**SOURCE EXCERPT:**
If you started at 1.090 and could stop it at 1.010 I agree you would be at about 10.5%. Backsweetening should have little affect on abv.
 
Yes your are correct in saying your ABV would be 13% but backsweetening does not affect your ABV.
 
I am not sure on this...I think i read the thread wrong..but after reading Thigs and Julies post, i have to do some research.
I think that when your wine is at a certaing Abv...anything you add to it will change this...Why.
abv...alcohol by volume..if you change the volume you will change the abv.
I have to ask seth about this.
THanks julie and thig for the correction.
sorry
 
I thought it would be an interesting question .. To be honest I didn't know the answer. I can see yeast converting sugar to alcohol. I can't see where additional sugar to a dry wine that has been treated with sorbate would greatly affect the abv except in the area related to volume that James mentioned.
 
James, ABV is the percentage of alcohol by volume. If the ABV of say 1 gallon is 13.5% and you backsweeten by adding sugar to raise the final gravity from .090 to 1.010, you will need to add 200 gms of sugar (50 gms of sugar increases gravity of 1 gallon by .050). Two hundred gms of sugar is about 1 cup. In my experience adding one cup of sugar won't add very much volume to 1 gallon of wine nor will adding five cups to five gallons. It might increase the volume so that the final ABV is still more than 13% if not quite 13.5%
 
The volume change when adding sweetening sugar is very small. The error in measuring your abv will be significantly larger than the volume change.
 
Agree, Greg.
I believe the only time the sweetening will effect the abv very much is if you don't stabalize first. Then it can take off again and ferment out your sweetener, raising the abv. Arne.

**SET TASK A:**
Based on the forum discussion about backsweetening, state whether each of the following statements agrees with the text, answering yes or no and quoting the deciding words: (i) Adding one cup of sugar to one gallon of wine adds considerable volume. (ii) Two hundred grams of sugar is roughly one cup. (iii) Wine that is not stabilized before sweetening can ferment the added sugar and raise its ABV.
**SET TASK B:**
List every distinct ABV percentage that appears in the backsweetening discussion.
**SET TASK C:**
Summarize the forum discussion about backsweetening in two sentences.

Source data
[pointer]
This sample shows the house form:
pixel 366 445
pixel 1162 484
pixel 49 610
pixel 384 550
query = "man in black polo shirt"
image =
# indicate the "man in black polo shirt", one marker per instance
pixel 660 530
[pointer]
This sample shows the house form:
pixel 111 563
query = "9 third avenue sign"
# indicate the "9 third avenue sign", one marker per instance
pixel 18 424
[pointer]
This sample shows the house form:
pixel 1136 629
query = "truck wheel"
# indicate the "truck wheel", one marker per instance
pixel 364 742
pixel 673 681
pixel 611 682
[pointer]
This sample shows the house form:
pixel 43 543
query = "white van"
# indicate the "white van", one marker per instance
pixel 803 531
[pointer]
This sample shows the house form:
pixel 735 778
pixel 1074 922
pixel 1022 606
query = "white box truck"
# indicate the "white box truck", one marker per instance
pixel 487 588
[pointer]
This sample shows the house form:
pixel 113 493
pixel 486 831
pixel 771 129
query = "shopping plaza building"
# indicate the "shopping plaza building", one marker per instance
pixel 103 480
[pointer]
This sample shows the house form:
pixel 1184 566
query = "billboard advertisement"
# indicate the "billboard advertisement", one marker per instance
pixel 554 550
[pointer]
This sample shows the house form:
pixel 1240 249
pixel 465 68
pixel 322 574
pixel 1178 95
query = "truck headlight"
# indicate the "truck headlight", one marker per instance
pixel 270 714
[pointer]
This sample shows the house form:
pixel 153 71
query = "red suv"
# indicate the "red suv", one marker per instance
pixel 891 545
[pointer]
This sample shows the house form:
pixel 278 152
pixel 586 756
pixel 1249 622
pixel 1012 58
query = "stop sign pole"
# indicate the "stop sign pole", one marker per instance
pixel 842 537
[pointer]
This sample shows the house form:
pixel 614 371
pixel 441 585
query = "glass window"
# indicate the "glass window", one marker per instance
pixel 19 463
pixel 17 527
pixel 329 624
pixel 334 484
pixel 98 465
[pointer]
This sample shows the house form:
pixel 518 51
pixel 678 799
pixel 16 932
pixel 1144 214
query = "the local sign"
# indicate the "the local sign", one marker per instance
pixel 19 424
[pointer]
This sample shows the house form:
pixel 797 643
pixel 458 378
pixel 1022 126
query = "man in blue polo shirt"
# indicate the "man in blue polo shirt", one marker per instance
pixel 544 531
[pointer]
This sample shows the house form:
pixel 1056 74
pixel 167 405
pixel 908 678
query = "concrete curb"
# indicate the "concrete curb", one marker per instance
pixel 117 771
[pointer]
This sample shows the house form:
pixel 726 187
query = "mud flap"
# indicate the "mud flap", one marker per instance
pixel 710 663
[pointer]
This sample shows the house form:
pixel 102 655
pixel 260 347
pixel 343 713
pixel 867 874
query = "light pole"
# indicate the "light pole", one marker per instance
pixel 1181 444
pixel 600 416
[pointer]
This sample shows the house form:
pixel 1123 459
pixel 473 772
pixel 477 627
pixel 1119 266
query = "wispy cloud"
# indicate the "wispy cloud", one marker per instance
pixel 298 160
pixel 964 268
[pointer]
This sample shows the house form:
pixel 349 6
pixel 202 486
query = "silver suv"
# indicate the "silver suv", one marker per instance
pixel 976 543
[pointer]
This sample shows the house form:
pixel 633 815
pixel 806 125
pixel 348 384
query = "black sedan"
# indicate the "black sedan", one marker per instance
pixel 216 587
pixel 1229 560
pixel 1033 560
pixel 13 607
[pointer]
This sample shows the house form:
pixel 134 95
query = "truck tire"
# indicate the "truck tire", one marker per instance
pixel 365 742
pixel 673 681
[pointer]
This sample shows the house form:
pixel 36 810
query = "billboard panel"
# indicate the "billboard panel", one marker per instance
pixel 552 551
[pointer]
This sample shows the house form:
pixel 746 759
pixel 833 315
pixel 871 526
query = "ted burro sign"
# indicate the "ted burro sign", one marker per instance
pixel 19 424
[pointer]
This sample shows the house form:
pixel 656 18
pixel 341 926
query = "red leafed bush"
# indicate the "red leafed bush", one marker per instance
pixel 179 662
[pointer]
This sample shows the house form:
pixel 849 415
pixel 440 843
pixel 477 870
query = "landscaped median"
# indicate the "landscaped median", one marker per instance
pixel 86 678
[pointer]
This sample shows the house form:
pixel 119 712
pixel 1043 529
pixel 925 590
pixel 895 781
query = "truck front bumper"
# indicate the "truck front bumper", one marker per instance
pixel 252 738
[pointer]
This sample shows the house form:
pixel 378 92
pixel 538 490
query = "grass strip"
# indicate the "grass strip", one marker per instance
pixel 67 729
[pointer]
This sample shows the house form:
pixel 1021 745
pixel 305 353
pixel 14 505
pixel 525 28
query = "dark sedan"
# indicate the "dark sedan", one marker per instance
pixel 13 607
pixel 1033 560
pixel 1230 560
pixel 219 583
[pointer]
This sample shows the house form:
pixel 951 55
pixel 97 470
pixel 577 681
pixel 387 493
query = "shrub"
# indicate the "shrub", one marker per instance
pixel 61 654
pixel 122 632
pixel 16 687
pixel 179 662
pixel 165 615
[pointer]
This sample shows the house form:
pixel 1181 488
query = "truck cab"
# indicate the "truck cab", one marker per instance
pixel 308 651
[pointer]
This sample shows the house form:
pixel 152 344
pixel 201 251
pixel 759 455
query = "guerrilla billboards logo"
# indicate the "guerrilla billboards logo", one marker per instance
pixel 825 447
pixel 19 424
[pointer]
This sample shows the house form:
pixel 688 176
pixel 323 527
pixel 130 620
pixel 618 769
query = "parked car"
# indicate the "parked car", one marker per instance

**CORRECT RESULT A:**
(i) No: "In my experience adding one cup of sugar won't add very much volume to 1 gallon of wine"
(ii) Yes: "Two hundred gms of sugar is about 1 cup."
(iii) Yes: "Then it can take off again and ferment out your sweetener, raising the abv."

**CORRECT RESULT B:**
10.5%, 13%, 13.5%

**CORRECT RESULT C:**
The participants consider whether backsweetening wine changes its alcohol by volume and conclude that the sugar adds so little volume that the change is very small, smaller than the error in measuring ABV. The exception is wine that has not been stabilized first, which can resume fermenting the added sweetener and raise its ABV.